- Directions -
Format every line of the material below as a JSON list of strings, one string per line, skipping blank lines and leaving out the pictures.

Items in a dataset
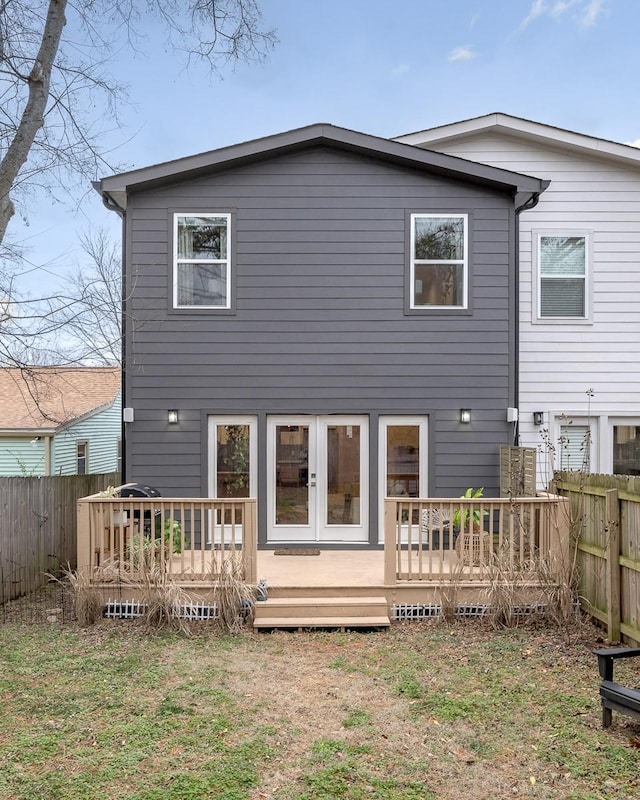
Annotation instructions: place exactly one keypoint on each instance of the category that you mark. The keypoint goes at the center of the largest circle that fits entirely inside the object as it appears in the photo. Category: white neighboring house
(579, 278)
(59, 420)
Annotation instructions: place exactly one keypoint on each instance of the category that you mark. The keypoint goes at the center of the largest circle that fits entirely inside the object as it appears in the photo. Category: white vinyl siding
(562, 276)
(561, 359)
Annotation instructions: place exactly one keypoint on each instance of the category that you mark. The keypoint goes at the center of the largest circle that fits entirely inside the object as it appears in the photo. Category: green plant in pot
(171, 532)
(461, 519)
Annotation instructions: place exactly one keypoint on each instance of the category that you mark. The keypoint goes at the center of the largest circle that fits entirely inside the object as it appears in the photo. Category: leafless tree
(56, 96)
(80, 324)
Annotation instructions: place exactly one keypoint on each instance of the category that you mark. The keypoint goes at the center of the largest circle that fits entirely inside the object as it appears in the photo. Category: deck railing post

- Task result -
[
  "Annotation instructions: place exactly one keypoint on each instance of the category that you mark. The keypoint goes at the center of the largest circle that fits entirely inside the object as it appears in the photo. Category: white neighboring house",
  "(579, 278)",
  "(59, 420)",
  "Annotation instructions: place exactly one keypoint on each instance of the category that you mark. The keypoint goes at the center of the largest circle that fits entirely inside the object as it appears in the photo. Category: white vinyl siding",
  "(562, 276)",
  "(561, 359)",
  "Annotation instructions: place exactly one keypoint on each instance of the category that you mark. The keypoint goes at the center of the largest circle that fits entirely inside the object as it appears in the photo. Category: green plant in pot",
  "(171, 532)",
  "(461, 519)",
  "Annotation instructions: place exactly one keypoint on each instance of the category that you mark. The keypoint goes at the center of the largest circle that fits entirely inside the object as it appears in the photo. Category: leafless tree",
  "(56, 96)",
  "(80, 324)",
  "Annotation instructions: place exactly one keypoint on each instance of the category that you mark. The keypoint goes at the center of the largest circle that fits entirely inside the object as it appears in the photo. Category: deck railing post"
]